━━━━━ Sección del documento ━━━━━
El ensayista Alfonso Calderón señala en su estudio Aproximaciones a la poesía de Jorge Teillier:

 

Me atrevo a sugerir algunos aportes fundamentales de Teillier a la lírica nacional (se refiere a la chilena, como es obvio), esbozándolos:

a) Creación y asentamiento de una nueva mítica poética (la que él mismo designaría como lárica, siguiendo la huella de Rainer María Rilke).

b) Búsqueda de un lenguaje en el que existe un núcleo emotivo capaz de dejar que muchas imágenes eficaces puedan perpetuarse independientemente del poema, sin perder la voluntad de vínculo.

c) Hallazgo de un metarrealismo, o realismo secreto, que no aspira al regocijo estático del bodegón, sino a existir dentro de una temporalidad subjetiva.

d) Aprovechamiento de una tradición literaria dispersa (Alicia en el país de las maravillas, Peter Pan y Wendy, Pickwick Paperʼs, Stevenson, Salgari, Alain Fournier, Un huracán en Jamaica, el desorden sobrerrealista de los hermanos Marx, etcétera) para reaparecer desde el otro lado del espejo con la palabra propia.

 

Sospecho que Teillier, en otro sentido, fue un adelantado. Más que ecología, vislumbro la ecofilia en casi toda su obra. Acaso el último de los románticos (o uno de los últimos que, por feliz paradoja, continuarán apareciendo). El que canta en voz baja, sin énfasis, como despidiéndose del mundo. Más que un canto, el murmullo de una hipersensibilidad dotada para la noción de gracia: el hijo pródigo que nunca acaba de volver, aunque su vida es la vuelta perpetua hacia el país de nunca jamás, como dice uno de sus libros.
━━━━━ Datos almacenados ━━━━━
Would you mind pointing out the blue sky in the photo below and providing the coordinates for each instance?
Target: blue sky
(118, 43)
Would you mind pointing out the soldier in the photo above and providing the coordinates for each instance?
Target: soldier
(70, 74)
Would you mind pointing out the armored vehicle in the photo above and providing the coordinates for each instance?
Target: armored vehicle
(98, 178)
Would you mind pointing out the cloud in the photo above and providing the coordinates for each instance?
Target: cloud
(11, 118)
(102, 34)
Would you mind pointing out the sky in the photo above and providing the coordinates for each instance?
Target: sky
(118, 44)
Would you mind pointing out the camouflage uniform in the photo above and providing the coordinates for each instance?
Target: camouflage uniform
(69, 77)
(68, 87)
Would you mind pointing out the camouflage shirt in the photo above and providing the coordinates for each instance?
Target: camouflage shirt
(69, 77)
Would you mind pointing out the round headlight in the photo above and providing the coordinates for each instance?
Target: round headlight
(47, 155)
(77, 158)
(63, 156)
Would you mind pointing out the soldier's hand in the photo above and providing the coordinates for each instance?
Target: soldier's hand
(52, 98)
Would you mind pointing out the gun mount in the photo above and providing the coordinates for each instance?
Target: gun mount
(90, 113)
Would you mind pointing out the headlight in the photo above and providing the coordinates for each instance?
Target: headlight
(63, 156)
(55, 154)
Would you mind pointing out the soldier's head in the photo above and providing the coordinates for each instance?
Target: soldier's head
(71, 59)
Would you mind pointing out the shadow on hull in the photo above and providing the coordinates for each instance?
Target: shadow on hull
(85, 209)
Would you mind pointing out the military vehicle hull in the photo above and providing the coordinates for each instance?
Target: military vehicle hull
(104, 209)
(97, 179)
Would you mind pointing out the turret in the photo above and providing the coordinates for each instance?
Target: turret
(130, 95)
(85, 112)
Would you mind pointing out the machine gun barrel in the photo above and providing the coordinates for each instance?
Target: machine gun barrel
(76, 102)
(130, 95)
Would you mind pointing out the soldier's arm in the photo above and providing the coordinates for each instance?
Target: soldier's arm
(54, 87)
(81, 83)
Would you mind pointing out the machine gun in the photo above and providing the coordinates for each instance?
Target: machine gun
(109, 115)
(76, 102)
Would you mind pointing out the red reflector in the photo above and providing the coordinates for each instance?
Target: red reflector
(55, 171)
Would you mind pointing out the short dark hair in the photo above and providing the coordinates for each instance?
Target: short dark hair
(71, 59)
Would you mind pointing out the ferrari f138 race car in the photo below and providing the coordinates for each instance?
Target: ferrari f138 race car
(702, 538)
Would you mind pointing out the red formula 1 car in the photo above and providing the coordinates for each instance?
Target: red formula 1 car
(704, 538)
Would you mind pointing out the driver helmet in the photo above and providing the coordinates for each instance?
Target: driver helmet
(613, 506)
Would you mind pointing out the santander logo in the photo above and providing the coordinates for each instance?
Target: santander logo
━━━━━
Tareas requeridas:
(a) Transcribe del texto sobre Jorge Teillier el pasaje que comienza en "b) Búsqueda de" y termina en "la palabra propia.".
(b) Según el texto sobre Jorge Teillier, ¿siguiendo la huella de quién designaría Teillier como lárica su nueva mítica poética?
(c) Por favor, continúa el texto sobre Jorge Teillier a partir de su última oración.
Estos datos no guardan relación con el texto sobre Jorge Teillier.

Respuestas:
(a)
b) Búsqueda de un lenguaje en el que existe un núcleo emotivo capaz de dejar que muchas imágenes eficaces puedan perpetuarse independientemente del poema, sin perder la voluntad de vínculo.

c) Hallazgo de un metarrealismo, o realismo secreto, que no aspira al regocijo estático del bodegón, sino a existir dentro de una temporalidad subjetiva.

d) Aprovechamiento de una tradición literaria dispersa (Alicia en el país de las maravillas, Peter Pan y Wendy, Pickwick Paperʼs, Stevenson, Salgari, Alain Fournier, Un huracán en Jamaica, el desorden sobrerrealista de los hermanos Marx, etcétera) para reaparecer desde el otro lado del espejo con la palabra propia.

(b) Rainer María Rilke.

(c)
Jorge Teillier nació en Lautaro, al sur de Chile, el 24 de junio de 1935 (día de la muerte de Carlos Gardel).* Otros de sus libros son: El árbol de la memoria, 1961; Poemas del país de nunca jamás, 1963; Los trenes de la noche y otros poemas, 1964; Crónica del forastero, 1968; Muertes y maravillas, 1971; Para un pueblo fantasma, 1978; Cartas para reinas de otras primaveras, 1985.

Ha sido traducido a varios idiomas; sin embargo, le hubiera gustado ser traducido "al papiamento y al malgache". Tiene dos hijos, Sebastián y Carolina, que conocí cuando balbuceaban los primeros monosílabos de su vida. Pero la película va tan veloz que en el horizonte genealógico apareció Tania Portugal, la nieta, nacida y residente en Lima, la convulsa y bella capital del Perú.

Relee más que lee, lo cual le parece un signo de precoz envejecimiento. Una vejez sabiamente vital, agregaríamos desde México. Actualmente a Nicolás Garin, Joseph Conrad, Hans Fallada, Raymond Chandler, Gaston Leroux, Gonzalo Bulnes. Y seguramente Lubicz Milosz, Robert Louis Stevenson, Lewis Carroll, Alain Fournier, Francis Jammes, Rainer Maria Rilke, Antonio Machado, y René Char, entre tantos otros.

Ha extraviado el pasaporte y el carnet de identidad. Más allá de este olvido no del todo involuntario, "le gustaría ver aparecer un Ovni, como el que vio en su ciudad natal al mediodía del mes de enero de 1958; hacer un viaje en velero hacia Chiloé, y uno en el ferrocarril de Temuco a Carahue, la Ciudad que fue".

A continuación presentamos una muestra de la poesía de Jorge Teillier, el hermano que transcurre como la niebla entre las araucarias. Más que una voz, he aquí una visión que aún está muy poco divulgada en América Latina.

 

Hernán Lavín Cerda



* Falleció el 22 de abril de 1996, en Viña del Mar. (N. del E.)